▸ EXERCISE DATA:

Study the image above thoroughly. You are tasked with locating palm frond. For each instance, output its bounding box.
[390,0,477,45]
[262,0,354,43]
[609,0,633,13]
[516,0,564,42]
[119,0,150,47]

▸ WORK TO BE COMPLETED: Output each item above verbatim, reproducing every line character for character with no additions or omissions.

▸ COMPLETED EXERCISE:
Study the image above thoroughly. You are tasked with locating palm frond. For each instance, output its bounding box.
[390,0,477,45]
[262,0,354,43]
[609,0,633,13]
[516,0,564,42]
[119,0,150,47]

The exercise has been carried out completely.